** Begin Rows **
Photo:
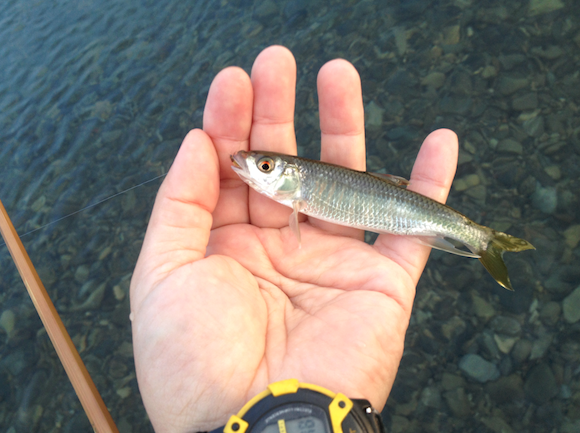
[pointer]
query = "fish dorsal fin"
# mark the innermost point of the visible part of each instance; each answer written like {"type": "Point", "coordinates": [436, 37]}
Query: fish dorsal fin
{"type": "Point", "coordinates": [395, 180]}
{"type": "Point", "coordinates": [440, 243]}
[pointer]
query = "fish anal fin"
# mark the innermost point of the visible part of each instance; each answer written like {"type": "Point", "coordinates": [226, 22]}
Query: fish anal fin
{"type": "Point", "coordinates": [293, 221]}
{"type": "Point", "coordinates": [442, 244]}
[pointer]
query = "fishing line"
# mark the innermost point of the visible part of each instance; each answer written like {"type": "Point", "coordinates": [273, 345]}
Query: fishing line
{"type": "Point", "coordinates": [91, 205]}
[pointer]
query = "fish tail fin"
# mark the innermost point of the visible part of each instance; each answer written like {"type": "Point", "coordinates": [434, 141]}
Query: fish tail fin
{"type": "Point", "coordinates": [492, 257]}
** End Rows **
Reproduce every row above word for word, leaving the pictures out of your answer.

Result for this task:
Photo:
[pointer]
query = "fish dorsal fin"
# mark the innermost point of the visible part of each instance; each answer written like {"type": "Point", "coordinates": [436, 37]}
Query: fish dorsal fin
{"type": "Point", "coordinates": [395, 180]}
{"type": "Point", "coordinates": [440, 243]}
[pointer]
query = "fish anal fin"
# mark the innermost point of the visible part of each instance; each answer written like {"type": "Point", "coordinates": [226, 22]}
Query: fish anal fin
{"type": "Point", "coordinates": [293, 221]}
{"type": "Point", "coordinates": [442, 244]}
[pointer]
query = "fishing line"
# mark the innermost point of the visible part of each instance; each answer written like {"type": "Point", "coordinates": [273, 345]}
Query: fishing line
{"type": "Point", "coordinates": [91, 205]}
[pointer]
query = "fish tail fin"
# mark the innermost point of the visible part of each instance; each answer written like {"type": "Point", "coordinates": [434, 141]}
Query: fish tail fin
{"type": "Point", "coordinates": [492, 257]}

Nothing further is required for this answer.